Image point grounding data
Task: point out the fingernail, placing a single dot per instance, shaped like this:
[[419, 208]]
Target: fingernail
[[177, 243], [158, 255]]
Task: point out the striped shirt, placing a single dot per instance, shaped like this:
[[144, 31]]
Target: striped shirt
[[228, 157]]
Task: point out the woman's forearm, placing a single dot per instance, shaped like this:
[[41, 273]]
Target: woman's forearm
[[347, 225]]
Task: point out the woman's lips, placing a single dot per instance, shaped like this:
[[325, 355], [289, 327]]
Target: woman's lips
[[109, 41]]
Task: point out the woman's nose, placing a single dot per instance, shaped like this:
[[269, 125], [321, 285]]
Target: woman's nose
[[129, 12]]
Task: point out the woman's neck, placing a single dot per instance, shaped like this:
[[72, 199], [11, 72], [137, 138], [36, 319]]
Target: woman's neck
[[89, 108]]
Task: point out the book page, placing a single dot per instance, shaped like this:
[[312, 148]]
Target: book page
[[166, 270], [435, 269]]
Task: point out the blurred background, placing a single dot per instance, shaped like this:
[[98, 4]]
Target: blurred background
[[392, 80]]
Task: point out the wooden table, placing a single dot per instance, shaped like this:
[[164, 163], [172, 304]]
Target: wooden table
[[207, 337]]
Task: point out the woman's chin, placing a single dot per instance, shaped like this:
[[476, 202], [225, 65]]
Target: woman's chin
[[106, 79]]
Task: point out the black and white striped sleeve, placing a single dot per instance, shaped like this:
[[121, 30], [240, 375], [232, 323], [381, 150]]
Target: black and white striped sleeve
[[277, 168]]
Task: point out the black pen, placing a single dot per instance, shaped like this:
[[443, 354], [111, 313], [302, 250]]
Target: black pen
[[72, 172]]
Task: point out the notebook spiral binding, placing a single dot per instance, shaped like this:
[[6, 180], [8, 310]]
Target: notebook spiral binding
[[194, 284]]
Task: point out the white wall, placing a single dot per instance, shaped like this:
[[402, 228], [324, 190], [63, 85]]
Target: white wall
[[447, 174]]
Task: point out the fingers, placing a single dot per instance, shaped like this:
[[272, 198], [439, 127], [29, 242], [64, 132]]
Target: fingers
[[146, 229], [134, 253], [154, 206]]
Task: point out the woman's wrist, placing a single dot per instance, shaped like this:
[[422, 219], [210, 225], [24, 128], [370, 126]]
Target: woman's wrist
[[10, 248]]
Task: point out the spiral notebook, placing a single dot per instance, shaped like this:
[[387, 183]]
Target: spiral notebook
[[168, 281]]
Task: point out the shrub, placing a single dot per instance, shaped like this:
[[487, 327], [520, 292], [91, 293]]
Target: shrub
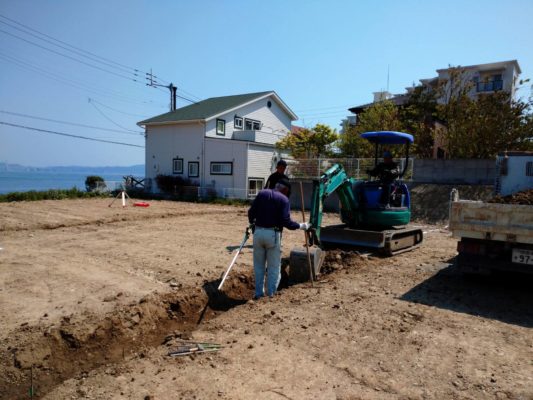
[[53, 194], [94, 182]]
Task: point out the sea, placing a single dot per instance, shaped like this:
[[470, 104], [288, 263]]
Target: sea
[[23, 181]]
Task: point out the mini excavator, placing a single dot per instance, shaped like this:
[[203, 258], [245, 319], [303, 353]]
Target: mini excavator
[[367, 222]]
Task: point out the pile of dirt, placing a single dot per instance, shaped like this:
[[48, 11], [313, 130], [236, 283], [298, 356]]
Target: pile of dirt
[[525, 198]]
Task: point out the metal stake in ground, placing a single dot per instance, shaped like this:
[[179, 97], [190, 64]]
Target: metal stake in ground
[[305, 234], [246, 236]]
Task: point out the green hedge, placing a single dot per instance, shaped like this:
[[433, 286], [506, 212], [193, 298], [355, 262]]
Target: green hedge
[[53, 194]]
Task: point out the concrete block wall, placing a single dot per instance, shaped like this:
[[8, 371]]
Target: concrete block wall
[[471, 172]]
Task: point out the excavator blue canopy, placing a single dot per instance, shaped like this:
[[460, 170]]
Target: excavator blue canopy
[[388, 137]]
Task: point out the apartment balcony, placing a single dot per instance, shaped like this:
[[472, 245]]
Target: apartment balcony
[[490, 86], [257, 136]]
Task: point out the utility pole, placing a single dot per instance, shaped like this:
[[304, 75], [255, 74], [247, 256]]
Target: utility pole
[[152, 79]]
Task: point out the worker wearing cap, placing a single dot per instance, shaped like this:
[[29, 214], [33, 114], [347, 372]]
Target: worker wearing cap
[[387, 171], [274, 178], [269, 214]]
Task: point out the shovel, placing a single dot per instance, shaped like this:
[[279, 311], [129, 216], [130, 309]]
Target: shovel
[[246, 236]]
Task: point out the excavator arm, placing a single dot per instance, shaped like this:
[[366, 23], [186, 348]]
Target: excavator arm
[[336, 180]]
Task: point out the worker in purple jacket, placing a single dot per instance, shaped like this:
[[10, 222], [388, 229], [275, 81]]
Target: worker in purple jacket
[[269, 214]]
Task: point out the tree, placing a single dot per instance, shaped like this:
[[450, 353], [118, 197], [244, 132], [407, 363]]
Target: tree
[[309, 143], [418, 118], [382, 116], [484, 126]]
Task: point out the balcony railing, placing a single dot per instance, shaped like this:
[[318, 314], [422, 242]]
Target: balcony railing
[[490, 86], [257, 136]]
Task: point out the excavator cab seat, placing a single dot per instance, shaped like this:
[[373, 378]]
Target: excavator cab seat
[[370, 195]]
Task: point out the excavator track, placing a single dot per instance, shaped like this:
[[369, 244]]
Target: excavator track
[[388, 242]]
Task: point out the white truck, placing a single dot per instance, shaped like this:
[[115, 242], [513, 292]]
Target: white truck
[[496, 236]]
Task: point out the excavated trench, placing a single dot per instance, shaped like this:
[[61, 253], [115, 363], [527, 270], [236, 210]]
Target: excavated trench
[[48, 356]]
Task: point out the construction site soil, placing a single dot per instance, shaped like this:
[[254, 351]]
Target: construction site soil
[[92, 299]]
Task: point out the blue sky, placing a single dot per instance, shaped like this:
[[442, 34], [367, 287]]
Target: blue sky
[[321, 57]]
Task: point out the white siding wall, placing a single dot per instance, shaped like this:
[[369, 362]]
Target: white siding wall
[[220, 150], [166, 142], [260, 161], [274, 119]]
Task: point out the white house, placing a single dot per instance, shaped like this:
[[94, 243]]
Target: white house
[[224, 143]]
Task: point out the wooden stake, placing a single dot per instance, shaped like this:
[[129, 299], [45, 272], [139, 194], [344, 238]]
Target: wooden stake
[[305, 234]]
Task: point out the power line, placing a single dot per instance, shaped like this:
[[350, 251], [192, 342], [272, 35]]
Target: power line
[[83, 53], [69, 57], [91, 100], [71, 82], [326, 113], [79, 53], [69, 45], [109, 119], [326, 108], [69, 123], [69, 135]]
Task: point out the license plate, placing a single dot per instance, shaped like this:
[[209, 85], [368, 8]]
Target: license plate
[[522, 256]]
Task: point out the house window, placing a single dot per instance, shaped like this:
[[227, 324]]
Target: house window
[[221, 168], [221, 127], [254, 186], [238, 123], [177, 165], [194, 169], [529, 168], [252, 125]]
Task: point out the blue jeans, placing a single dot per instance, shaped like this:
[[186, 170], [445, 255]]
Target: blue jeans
[[267, 253]]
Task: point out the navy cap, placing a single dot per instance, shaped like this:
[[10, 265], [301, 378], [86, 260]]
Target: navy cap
[[285, 182]]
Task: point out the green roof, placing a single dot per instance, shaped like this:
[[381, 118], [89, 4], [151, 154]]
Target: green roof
[[204, 109]]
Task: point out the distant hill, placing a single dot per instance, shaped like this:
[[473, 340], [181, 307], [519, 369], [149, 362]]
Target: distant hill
[[137, 169]]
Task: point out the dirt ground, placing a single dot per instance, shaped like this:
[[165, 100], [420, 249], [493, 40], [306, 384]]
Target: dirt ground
[[92, 299]]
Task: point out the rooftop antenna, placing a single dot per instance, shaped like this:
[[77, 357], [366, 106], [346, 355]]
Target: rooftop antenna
[[388, 68]]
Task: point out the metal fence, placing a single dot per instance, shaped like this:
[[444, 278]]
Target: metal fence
[[354, 167], [109, 186]]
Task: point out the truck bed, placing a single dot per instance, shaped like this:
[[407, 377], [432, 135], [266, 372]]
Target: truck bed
[[491, 221]]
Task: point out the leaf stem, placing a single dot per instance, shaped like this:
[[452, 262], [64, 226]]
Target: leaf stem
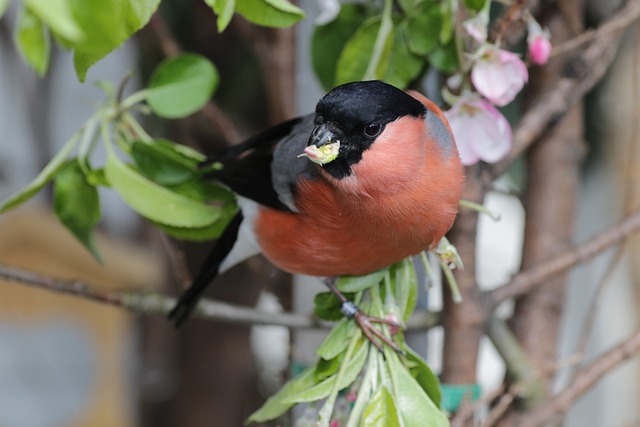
[[134, 99], [453, 283], [134, 129]]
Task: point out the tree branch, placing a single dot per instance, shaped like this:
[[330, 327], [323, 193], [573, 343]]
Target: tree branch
[[150, 303], [583, 381], [529, 279]]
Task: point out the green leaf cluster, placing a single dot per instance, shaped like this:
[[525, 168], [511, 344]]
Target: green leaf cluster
[[267, 13], [394, 45], [92, 29], [157, 178], [391, 390]]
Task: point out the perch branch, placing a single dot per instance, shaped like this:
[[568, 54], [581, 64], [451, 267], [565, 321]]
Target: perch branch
[[583, 382], [149, 303], [529, 279]]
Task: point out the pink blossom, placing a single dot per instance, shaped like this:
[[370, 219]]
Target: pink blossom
[[539, 50], [481, 132], [498, 75], [538, 41]]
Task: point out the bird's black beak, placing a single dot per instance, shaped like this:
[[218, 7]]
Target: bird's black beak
[[323, 146], [323, 134]]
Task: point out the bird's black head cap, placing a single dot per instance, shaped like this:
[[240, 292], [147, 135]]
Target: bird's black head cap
[[355, 114]]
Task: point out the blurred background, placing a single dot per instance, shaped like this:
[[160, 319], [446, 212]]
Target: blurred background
[[68, 362]]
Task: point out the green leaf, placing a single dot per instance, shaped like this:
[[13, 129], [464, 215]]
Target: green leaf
[[106, 25], [180, 86], [274, 406], [360, 283], [353, 62], [155, 202], [32, 40], [404, 65], [201, 234], [381, 411], [475, 5], [322, 390], [327, 306], [415, 407], [328, 41], [424, 376], [77, 205], [4, 5], [58, 16], [224, 9], [160, 162], [46, 175], [337, 340], [423, 27], [204, 191], [270, 13], [444, 58]]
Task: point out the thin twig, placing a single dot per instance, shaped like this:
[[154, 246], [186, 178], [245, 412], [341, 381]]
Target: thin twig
[[583, 381], [529, 279], [154, 303]]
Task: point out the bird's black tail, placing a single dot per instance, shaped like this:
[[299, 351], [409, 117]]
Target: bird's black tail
[[210, 268]]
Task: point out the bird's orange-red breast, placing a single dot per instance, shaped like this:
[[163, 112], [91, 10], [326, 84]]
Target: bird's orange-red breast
[[401, 198], [390, 190]]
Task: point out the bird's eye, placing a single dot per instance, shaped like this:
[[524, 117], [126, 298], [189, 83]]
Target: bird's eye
[[372, 129]]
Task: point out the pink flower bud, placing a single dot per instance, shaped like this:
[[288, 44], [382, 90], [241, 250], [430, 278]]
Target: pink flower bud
[[480, 131], [538, 41], [539, 49], [498, 75]]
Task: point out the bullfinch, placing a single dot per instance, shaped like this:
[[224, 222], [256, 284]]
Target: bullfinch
[[369, 179]]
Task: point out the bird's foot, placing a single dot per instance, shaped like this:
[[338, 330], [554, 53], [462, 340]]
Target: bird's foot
[[365, 322]]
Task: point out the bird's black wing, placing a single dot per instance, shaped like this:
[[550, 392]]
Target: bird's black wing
[[247, 167], [247, 170]]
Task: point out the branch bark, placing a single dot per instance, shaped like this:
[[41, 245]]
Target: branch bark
[[533, 277], [582, 72], [583, 381]]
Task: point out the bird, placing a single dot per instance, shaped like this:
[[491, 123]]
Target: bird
[[371, 177]]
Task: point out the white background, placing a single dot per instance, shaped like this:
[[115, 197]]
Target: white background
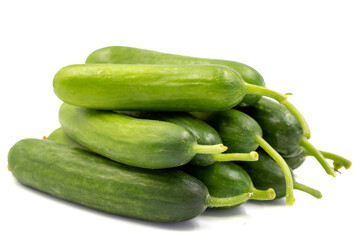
[[309, 48]]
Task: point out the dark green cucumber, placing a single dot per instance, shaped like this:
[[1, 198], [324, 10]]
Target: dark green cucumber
[[136, 142], [204, 134], [284, 133], [88, 179], [158, 88], [129, 55], [243, 134], [265, 173], [226, 179], [59, 136]]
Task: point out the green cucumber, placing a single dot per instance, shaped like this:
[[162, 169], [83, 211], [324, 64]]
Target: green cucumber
[[88, 179], [284, 133], [265, 173], [129, 55], [204, 134], [226, 179], [242, 133], [59, 136], [158, 88], [136, 142]]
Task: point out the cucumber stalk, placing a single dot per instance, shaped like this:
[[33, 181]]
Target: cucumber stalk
[[313, 192], [226, 157], [339, 161], [290, 199], [268, 194], [282, 99], [209, 149], [312, 151], [227, 202]]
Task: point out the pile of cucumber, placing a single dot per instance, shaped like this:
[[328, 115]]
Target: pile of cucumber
[[162, 137]]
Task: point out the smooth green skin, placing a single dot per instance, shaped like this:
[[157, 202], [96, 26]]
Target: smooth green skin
[[204, 133], [149, 87], [96, 182], [59, 136], [280, 129], [136, 142], [237, 130], [266, 173], [129, 55], [227, 179]]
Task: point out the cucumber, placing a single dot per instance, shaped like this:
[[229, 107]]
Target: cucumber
[[204, 134], [129, 55], [58, 135], [136, 142], [158, 88], [284, 133], [242, 133], [226, 179], [91, 180], [265, 173]]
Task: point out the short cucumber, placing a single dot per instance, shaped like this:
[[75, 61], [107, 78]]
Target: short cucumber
[[136, 142], [129, 55], [59, 136], [226, 179], [242, 133], [204, 134], [284, 133], [158, 88], [88, 179], [265, 173]]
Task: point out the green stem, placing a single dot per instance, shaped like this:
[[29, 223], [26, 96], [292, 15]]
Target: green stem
[[290, 199], [282, 99], [268, 194], [313, 192], [209, 149], [226, 157], [312, 151], [227, 202], [337, 159]]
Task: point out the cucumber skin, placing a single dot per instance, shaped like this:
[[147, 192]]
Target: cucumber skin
[[59, 136], [222, 179], [129, 55], [280, 128], [135, 142], [96, 182], [149, 87], [265, 173], [204, 133], [236, 129]]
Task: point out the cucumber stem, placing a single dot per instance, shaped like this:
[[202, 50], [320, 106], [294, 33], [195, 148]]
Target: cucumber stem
[[209, 149], [339, 161], [227, 202], [290, 199], [226, 157], [282, 99], [268, 194], [313, 192], [312, 151]]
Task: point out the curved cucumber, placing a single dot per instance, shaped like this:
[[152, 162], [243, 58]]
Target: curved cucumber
[[284, 133], [136, 142], [227, 180], [129, 55], [204, 134], [149, 87], [265, 173], [159, 88], [93, 181], [88, 179], [242, 133]]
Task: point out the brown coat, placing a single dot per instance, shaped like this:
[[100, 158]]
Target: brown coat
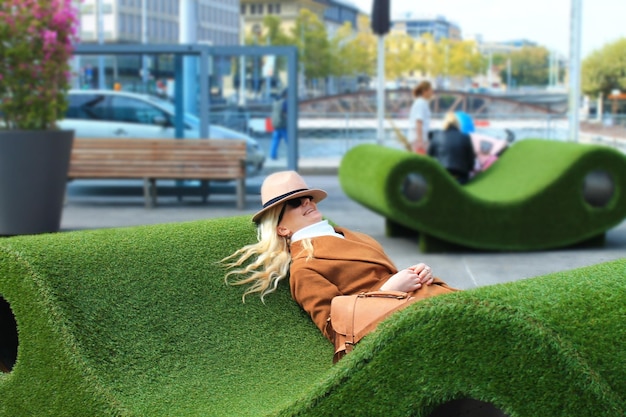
[[340, 267]]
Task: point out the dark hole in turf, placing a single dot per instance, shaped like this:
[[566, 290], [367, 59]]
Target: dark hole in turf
[[8, 337], [467, 407], [414, 187], [598, 188]]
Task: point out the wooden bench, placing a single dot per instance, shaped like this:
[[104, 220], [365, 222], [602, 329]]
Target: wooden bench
[[153, 159]]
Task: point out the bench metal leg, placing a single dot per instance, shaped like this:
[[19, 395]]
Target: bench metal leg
[[204, 190], [241, 193], [149, 192]]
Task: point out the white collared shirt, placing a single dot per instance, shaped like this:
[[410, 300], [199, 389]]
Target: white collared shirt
[[315, 230]]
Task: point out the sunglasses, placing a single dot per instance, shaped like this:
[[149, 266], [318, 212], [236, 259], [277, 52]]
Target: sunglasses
[[293, 203]]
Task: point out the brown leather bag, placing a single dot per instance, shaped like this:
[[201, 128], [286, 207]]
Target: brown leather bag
[[354, 316]]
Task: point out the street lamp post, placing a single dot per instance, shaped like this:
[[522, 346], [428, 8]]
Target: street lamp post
[[574, 69]]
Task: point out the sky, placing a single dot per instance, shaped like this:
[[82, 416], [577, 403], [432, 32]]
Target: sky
[[546, 22]]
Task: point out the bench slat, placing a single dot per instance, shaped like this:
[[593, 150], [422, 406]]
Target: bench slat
[[152, 159]]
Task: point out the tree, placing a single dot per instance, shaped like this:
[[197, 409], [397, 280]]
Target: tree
[[352, 54], [529, 66], [311, 38], [604, 70], [463, 59]]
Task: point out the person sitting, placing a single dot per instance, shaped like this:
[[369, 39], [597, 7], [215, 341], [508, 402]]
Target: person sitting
[[322, 261], [453, 149]]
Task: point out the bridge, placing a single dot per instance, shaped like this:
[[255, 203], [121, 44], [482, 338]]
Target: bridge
[[398, 103]]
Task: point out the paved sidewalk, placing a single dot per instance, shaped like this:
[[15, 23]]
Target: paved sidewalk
[[90, 207]]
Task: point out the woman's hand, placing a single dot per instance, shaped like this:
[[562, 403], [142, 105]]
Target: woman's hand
[[406, 280], [424, 272]]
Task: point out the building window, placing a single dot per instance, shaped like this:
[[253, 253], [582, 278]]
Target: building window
[[87, 9], [273, 8]]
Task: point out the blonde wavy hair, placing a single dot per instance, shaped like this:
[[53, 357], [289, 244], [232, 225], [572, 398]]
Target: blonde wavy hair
[[265, 263]]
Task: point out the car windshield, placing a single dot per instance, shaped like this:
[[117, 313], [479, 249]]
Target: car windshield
[[189, 119]]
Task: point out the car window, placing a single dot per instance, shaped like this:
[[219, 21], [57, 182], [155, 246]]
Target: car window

## INSTRUCTIONS TO FOLLOW
Reproduce, exactly as they stand in the data above, the lines from the one that holds "Task: point out the sea, placing" to the one that holds "Task: point out the balcony", inclusive.

## OUTPUT FOR THIS TASK
Task: point out the sea, placing a single dot per instance, shaped like this:
[[470, 104], [288, 263]]
Target: sea
[[23, 181]]
Task: point out the mini excavator, placing a single dot per instance, shaped like this:
[[203, 258], [245, 319], [303, 353]]
Target: mini excavator
[[367, 222]]
Task: point out the pile of dirt, placing a single dot per instance, shaped like this:
[[48, 11], [313, 130], [236, 283], [298, 356]]
Target: pile of dirt
[[525, 198]]
Task: point out the metal stake in ground, placing a single dot per instance, shaped like this:
[[179, 97], [190, 64]]
Target: metal stake in ground
[[305, 234], [246, 236]]
Task: point out the green hedge, placing a single dot per instance, shaped like this:
[[433, 286], [506, 212], [193, 298], [355, 262]]
Target: green hedge
[[53, 194]]
Task: point out the concrete block wall, placing a single dot per instance, shaped like this:
[[8, 371]]
Target: concrete block wall
[[471, 172]]
Task: point out the excavator blue canopy, placing a single dot per instance, shaped like this:
[[460, 170]]
Target: excavator blue canopy
[[388, 137]]
Task: point out the apartment balcony, placing a single dot per instance, shaped like this:
[[472, 245]]
Target: apartment balcony
[[490, 86], [257, 136]]
Task: point out the utility pole, placing a single dot per instance, shaped like this:
[[304, 75], [255, 74], [247, 256]]
Target: utility pole
[[152, 79]]
Task: point out the worker wearing cap, placing a single dot per instance, shaped like this:
[[29, 214], [33, 114], [347, 372]]
Target: worker wearing cap
[[387, 171], [274, 178], [269, 214]]
Task: point out the shovel, placing a single dot per instance, shaped like this:
[[279, 311], [129, 216], [130, 309]]
Target: shovel
[[246, 236]]
Task: point out the excavator arm, placing a single dot per instance, shaped like this:
[[366, 23], [186, 348]]
Target: excavator arm
[[336, 180]]
Task: point out the worker in purple jacket, placing a single dot per instance, shaped like this:
[[10, 222], [388, 229], [275, 81]]
Target: worker in purple jacket
[[269, 214]]
Task: point out the tree, placing a single dot per instance, shaped like this:
[[450, 353], [118, 197], [244, 132], [407, 363]]
Target: tree
[[309, 143], [418, 118], [382, 116], [484, 126]]
Task: point out the balcony railing, placing a single dot per instance, shaped like this:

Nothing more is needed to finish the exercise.